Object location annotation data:
######

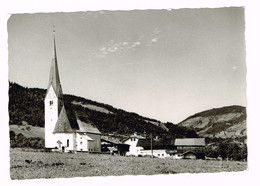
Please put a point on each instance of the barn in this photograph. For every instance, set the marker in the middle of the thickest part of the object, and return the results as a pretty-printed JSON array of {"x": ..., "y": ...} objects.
[{"x": 191, "y": 148}]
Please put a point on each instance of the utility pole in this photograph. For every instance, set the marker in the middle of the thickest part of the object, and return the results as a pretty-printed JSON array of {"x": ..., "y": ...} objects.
[{"x": 151, "y": 135}]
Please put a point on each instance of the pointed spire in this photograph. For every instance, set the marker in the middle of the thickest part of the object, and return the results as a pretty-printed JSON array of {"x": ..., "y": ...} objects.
[{"x": 54, "y": 78}]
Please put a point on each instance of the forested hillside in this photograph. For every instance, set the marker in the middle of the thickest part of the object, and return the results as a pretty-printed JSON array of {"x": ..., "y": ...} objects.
[{"x": 27, "y": 105}]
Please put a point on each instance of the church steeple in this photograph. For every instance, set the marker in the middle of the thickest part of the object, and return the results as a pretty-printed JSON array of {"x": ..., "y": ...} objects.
[{"x": 54, "y": 79}]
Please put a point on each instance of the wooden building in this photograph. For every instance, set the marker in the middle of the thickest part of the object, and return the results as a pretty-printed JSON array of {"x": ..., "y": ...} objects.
[{"x": 188, "y": 147}]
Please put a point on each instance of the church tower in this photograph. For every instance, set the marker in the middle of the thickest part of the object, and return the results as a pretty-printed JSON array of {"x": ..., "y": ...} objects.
[{"x": 53, "y": 100}]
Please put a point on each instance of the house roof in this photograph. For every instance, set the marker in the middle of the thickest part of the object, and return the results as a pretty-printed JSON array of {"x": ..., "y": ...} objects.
[
  {"x": 188, "y": 152},
  {"x": 190, "y": 142},
  {"x": 87, "y": 137},
  {"x": 68, "y": 122},
  {"x": 112, "y": 141}
]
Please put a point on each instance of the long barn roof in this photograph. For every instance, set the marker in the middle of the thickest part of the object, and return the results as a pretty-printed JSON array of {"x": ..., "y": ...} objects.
[{"x": 190, "y": 142}]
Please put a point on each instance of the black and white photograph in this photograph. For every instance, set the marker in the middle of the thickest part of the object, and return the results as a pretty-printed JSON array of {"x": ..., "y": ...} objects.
[{"x": 139, "y": 92}]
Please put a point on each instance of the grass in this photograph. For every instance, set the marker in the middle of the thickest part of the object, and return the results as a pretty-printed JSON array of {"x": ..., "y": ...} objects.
[{"x": 35, "y": 165}]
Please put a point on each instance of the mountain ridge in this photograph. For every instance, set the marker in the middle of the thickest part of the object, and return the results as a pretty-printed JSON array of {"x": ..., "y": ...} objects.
[{"x": 223, "y": 122}]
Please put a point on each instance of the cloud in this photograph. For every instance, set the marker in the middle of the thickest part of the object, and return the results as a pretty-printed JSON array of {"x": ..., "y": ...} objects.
[{"x": 122, "y": 46}]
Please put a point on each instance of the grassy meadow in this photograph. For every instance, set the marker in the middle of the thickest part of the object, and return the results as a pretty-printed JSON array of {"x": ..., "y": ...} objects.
[{"x": 35, "y": 165}]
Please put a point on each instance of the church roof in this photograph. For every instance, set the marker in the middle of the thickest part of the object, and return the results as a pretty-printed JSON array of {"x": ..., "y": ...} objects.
[
  {"x": 54, "y": 78},
  {"x": 69, "y": 122},
  {"x": 63, "y": 124}
]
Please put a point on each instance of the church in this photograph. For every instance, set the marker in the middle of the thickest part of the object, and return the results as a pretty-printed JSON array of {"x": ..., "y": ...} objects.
[{"x": 65, "y": 129}]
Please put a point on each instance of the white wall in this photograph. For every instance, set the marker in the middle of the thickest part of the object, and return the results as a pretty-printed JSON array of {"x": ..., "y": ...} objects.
[
  {"x": 51, "y": 117},
  {"x": 133, "y": 149}
]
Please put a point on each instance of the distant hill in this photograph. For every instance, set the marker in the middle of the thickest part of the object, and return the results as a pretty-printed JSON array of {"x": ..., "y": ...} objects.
[
  {"x": 225, "y": 122},
  {"x": 224, "y": 128},
  {"x": 26, "y": 105}
]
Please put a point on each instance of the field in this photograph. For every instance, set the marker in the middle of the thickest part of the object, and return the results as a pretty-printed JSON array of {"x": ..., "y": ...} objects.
[{"x": 35, "y": 165}]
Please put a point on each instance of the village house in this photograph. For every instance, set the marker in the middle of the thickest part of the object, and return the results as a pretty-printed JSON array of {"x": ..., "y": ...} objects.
[
  {"x": 158, "y": 153},
  {"x": 65, "y": 129},
  {"x": 113, "y": 146},
  {"x": 190, "y": 148}
]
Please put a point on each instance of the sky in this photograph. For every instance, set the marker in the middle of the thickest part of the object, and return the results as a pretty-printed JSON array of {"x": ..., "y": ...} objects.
[{"x": 165, "y": 64}]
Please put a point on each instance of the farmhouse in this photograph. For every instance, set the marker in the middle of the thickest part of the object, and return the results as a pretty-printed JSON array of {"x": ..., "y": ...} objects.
[
  {"x": 190, "y": 148},
  {"x": 65, "y": 129}
]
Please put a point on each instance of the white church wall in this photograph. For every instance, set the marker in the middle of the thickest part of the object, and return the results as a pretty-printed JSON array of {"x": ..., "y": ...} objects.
[{"x": 51, "y": 117}]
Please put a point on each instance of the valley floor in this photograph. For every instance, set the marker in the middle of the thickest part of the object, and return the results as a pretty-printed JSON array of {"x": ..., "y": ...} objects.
[{"x": 35, "y": 165}]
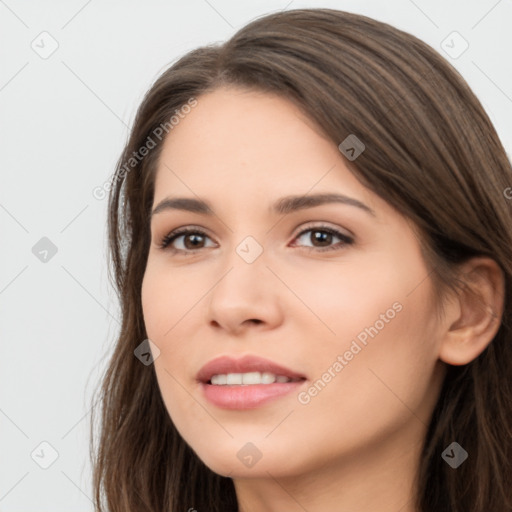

######

Copy all of the rows above, substituting "widest part" for "thickest part" everywhere it appears and keeping everything else the same. Leave the pictures out of your copy.

Please put a point on each instance of the barn in this photograph. For every instance, set the marker in the middle of the widest part of the object, and return the results as a pretty-printed JSON array of {"x": ..., "y": ...} objects.
[{"x": 191, "y": 148}]
Please put a point on each instance of the utility pole in this photograph. For every instance, set the marker in the middle of the widest part of the object, and return the results as a pretty-printed JSON array of {"x": ..., "y": ...} objects.
[{"x": 151, "y": 135}]
Please put a point on each instance of the pointed spire in this photograph. For every instance, set the marker in the middle of the widest part of the object, and return the results as a pretty-printed JSON array of {"x": ..., "y": ...} objects.
[{"x": 54, "y": 78}]
Please put a point on each instance of the forested hillside in this photograph. For every instance, set the marker in the middle of the widest part of the object, and return the results as a pretty-printed JSON array of {"x": ..., "y": ...} objects.
[{"x": 27, "y": 105}]
Please put a point on each instance of the church steeple in this photograph. For every instance, set the marker in the middle of the widest part of the object, and return the results as a pretty-printed JSON array of {"x": ..., "y": ...} objects.
[{"x": 54, "y": 79}]
Please put a point on each instance of the wooden building in this photograph. For every instance, set the marker in the middle of the widest part of the object, and return the results as a pretty-printed JSON array of {"x": ..., "y": ...} objects.
[{"x": 188, "y": 147}]
Please put a point on each instance of the church tower in this photograph. For every instance, set the marker in the middle of the widest part of the object, and return the results as a pretty-printed JSON array of {"x": ..., "y": ...} objects.
[{"x": 53, "y": 100}]
Please put a point on each instance of the house roof in this photograph. For every instance, set the marker in the middle of the widest part of the object, and return the results as a pretty-printed JSON array of {"x": ..., "y": ...} objects.
[
  {"x": 188, "y": 152},
  {"x": 190, "y": 142},
  {"x": 87, "y": 137},
  {"x": 68, "y": 122},
  {"x": 112, "y": 141}
]
Please put a point on each instance of the long barn roof in this photograph. For every instance, set the marker in the middle of the widest part of the object, and return the results as a pretty-printed JSON array of {"x": ..., "y": ...} objects.
[{"x": 190, "y": 142}]
Please put a point on each instance of the black and white photograph in this photograph. For every instance, set the marker in the middle of the widest part of the object, and return the results as a pretty-printed JSON array of {"x": ..., "y": ...} objects.
[{"x": 139, "y": 92}]
Please put a point on each instance of the grass in this photograph. For every instance, set the marker in the middle of the widest part of the object, and return the results as a pretty-printed JSON array of {"x": ..., "y": ...} objects.
[{"x": 35, "y": 165}]
Please put a point on each instance of the mountain ridge in this photograph. For every instance, set the marker in the middle of the widest part of the object, and return the results as a pretty-printed JSON array of {"x": ..., "y": ...} objects.
[{"x": 223, "y": 122}]
Please put a point on each instance of the cloud in this photograph. For every instance, set the marker in the middle of the widest part of the object, and return the results as a pretty-printed JSON array of {"x": ..., "y": ...} objects.
[{"x": 122, "y": 46}]
Please put a point on each instance of the grassy meadow in this photograph. For every instance, set the marker in the middle of the widest part of the object, and return the results as a pretty-printed JSON array of {"x": ..., "y": ...} objects.
[{"x": 35, "y": 165}]
Please put a point on each instance of the church roof in this photograph. For every instance, set the marker in the middle of the widest part of the object, and return the results as a pretty-printed JSON array of {"x": ..., "y": ...} objects.
[
  {"x": 54, "y": 78},
  {"x": 69, "y": 122},
  {"x": 63, "y": 124}
]
Please put a point on each instance of the church in this photograph. For every instance, set the marker in the middle of the widest part of the object, and return the results as a pretty-printed JSON array of {"x": ..., "y": ...} objects.
[{"x": 65, "y": 129}]
Please put a point on each instance of the white wall in this photograph. For every instance, set the marker in the middle of the widest part of the object, and return the results as a pretty-printed JSON array of {"x": ..., "y": ...} objects.
[
  {"x": 51, "y": 117},
  {"x": 133, "y": 149}
]
Please put a point on each instance of the distant hill in this photograph. For every instance, set the marker in the middle of the widest part of the object, and return the results as a pretty-printed JSON array of {"x": ..., "y": ...} objects.
[
  {"x": 225, "y": 122},
  {"x": 224, "y": 128},
  {"x": 26, "y": 105}
]
Please put a point on each instance of the field in this photograph. For every instance, set the marker in the middle of the widest part of the object, and return the results as a pretty-printed JSON array of {"x": ..., "y": ...} objects.
[{"x": 35, "y": 165}]
Please put a point on each instance of the village house in this photograph. For every instance, set the marker in the middle of the widest part of the object, and return the results as a pretty-printed JSON array of {"x": ..., "y": ...} objects.
[
  {"x": 158, "y": 153},
  {"x": 65, "y": 129},
  {"x": 113, "y": 146},
  {"x": 190, "y": 148}
]
Please put a point on each instance of the sky in this photograph. For every instance, set the marker in the middle of the widest part of the object, and return the results as a pretty-printed JSON array of {"x": ..., "y": ...} objects.
[{"x": 165, "y": 64}]
Please put a point on each instance of the farmhouse in this photograph. For every instance, set the marker in the middle of the widest part of the object, and return the results as a pretty-printed JSON array of {"x": ..., "y": ...} objects.
[
  {"x": 190, "y": 148},
  {"x": 65, "y": 129}
]
Please put a point on each instance of the white church wall in this photograph. For every instance, set the marker in the middle of the widest part of the object, and return the results as a pretty-printed JSON array of {"x": ..., "y": ...} objects.
[{"x": 51, "y": 117}]
Please put a point on each instance of the valley floor in this photograph. For every instance, set the marker in the middle of the widest part of the object, and return the results as a pretty-printed JSON array of {"x": ..., "y": ...} objects.
[{"x": 35, "y": 165}]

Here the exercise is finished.